#### [Prompt]
The answer must consist of each line of the records below that contains the string "building".
--- START ---
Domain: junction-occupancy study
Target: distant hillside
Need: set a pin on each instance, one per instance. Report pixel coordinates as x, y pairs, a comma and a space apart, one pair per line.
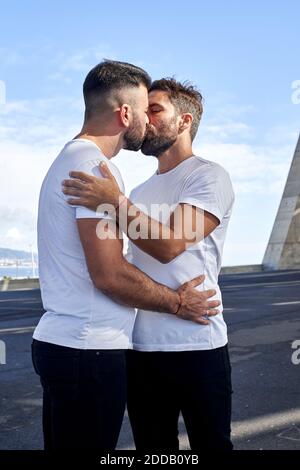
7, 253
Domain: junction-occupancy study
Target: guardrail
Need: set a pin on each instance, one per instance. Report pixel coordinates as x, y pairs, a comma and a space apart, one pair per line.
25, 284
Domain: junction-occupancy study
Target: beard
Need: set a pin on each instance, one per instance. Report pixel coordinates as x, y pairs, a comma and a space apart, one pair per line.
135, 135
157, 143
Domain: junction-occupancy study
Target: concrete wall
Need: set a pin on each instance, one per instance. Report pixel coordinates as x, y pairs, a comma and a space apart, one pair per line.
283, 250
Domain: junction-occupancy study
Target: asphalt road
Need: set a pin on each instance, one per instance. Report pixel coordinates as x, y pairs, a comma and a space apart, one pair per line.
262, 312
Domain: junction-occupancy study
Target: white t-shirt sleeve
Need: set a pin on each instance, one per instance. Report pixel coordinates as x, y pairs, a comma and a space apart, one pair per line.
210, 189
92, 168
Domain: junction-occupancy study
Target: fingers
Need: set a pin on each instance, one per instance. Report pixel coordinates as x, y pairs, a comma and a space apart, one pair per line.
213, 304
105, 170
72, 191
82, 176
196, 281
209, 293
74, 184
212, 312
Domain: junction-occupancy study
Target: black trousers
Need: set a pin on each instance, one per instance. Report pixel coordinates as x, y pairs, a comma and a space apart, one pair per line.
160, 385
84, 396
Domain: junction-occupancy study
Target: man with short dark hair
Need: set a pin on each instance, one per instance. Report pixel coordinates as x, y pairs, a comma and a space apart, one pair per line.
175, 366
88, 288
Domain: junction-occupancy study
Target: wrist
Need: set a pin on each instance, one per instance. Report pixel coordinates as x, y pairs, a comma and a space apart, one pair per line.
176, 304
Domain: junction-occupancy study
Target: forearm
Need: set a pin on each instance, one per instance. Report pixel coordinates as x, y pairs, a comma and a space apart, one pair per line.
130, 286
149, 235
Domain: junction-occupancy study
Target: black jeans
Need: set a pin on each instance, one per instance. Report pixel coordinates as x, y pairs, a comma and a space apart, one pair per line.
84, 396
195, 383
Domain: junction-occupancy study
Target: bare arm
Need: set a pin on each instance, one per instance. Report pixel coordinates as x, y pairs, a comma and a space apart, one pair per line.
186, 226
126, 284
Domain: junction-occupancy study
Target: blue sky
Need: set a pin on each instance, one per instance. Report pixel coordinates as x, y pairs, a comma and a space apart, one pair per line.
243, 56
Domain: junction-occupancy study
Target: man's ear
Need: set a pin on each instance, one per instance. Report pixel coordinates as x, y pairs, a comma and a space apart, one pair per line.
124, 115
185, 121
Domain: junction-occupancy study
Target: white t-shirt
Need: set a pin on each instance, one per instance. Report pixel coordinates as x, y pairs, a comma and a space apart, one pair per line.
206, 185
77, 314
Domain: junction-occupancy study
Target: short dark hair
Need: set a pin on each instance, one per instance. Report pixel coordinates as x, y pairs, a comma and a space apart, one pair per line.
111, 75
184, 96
--- END ---
--- START ---
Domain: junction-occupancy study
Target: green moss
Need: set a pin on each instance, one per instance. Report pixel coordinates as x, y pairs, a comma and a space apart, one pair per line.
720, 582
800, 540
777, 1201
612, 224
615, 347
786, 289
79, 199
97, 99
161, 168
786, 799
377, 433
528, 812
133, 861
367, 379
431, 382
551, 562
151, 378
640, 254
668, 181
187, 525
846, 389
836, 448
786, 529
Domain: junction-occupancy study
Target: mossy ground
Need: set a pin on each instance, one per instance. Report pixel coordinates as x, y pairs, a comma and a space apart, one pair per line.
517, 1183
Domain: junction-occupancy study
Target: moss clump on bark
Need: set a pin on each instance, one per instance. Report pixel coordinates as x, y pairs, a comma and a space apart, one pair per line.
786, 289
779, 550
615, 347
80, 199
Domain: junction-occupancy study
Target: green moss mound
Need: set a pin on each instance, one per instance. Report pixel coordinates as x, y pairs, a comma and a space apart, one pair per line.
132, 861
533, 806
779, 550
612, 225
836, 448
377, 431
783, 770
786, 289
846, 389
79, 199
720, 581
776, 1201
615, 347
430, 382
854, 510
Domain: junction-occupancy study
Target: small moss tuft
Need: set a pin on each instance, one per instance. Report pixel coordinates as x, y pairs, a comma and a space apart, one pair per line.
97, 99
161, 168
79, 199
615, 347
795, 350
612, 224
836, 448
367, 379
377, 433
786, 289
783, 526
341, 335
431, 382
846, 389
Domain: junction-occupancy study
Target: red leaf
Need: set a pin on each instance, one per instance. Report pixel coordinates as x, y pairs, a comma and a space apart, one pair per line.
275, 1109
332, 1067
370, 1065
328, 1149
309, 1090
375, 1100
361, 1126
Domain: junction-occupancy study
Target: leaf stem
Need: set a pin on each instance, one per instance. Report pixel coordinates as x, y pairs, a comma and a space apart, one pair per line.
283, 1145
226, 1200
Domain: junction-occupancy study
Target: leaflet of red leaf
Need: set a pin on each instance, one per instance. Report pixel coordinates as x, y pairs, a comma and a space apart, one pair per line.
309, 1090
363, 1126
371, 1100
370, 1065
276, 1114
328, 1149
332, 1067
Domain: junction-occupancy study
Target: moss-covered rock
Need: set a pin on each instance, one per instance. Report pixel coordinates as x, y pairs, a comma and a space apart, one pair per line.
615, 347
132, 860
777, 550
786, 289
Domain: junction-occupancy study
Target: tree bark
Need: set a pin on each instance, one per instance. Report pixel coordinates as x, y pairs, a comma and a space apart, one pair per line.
--- END ---
--- START ---
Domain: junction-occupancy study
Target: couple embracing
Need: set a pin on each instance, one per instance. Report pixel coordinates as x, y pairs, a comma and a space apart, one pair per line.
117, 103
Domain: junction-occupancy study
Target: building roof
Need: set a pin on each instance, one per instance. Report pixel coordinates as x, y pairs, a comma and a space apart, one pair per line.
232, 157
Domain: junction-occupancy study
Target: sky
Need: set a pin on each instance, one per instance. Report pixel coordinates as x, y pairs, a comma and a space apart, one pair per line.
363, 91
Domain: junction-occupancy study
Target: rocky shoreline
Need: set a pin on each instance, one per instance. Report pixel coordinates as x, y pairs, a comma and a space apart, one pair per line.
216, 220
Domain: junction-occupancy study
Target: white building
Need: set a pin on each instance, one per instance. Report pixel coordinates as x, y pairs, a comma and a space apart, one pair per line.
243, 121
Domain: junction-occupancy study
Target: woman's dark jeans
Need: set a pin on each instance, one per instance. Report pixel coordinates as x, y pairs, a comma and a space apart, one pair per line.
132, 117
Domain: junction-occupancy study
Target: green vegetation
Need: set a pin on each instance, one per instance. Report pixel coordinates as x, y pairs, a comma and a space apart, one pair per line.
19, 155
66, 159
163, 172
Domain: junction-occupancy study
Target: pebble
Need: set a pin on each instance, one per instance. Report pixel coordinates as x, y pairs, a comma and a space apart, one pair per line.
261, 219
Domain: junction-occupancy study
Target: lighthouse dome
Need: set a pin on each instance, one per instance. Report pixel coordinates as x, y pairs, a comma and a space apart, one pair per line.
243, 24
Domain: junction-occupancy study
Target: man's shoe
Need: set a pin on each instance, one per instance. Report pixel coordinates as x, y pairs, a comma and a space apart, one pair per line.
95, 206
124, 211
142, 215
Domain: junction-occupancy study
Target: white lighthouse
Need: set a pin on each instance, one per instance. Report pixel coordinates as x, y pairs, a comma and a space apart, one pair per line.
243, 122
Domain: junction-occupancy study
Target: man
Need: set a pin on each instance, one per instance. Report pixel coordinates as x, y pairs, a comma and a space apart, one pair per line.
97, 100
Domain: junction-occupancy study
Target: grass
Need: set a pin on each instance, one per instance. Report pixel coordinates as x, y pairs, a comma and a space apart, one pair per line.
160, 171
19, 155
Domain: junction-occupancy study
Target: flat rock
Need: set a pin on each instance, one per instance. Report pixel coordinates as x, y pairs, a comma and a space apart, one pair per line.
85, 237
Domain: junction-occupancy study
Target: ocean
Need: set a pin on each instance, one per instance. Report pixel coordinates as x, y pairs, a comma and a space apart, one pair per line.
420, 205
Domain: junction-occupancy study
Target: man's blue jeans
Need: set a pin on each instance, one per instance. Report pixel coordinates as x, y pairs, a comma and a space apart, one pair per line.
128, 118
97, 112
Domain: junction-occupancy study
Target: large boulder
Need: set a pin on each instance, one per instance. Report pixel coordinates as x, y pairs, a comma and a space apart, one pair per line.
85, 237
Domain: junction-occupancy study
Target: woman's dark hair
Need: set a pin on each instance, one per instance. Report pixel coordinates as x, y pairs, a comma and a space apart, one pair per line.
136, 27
--- END ---
#### [Exercise response]
Target: building roof
Target: white building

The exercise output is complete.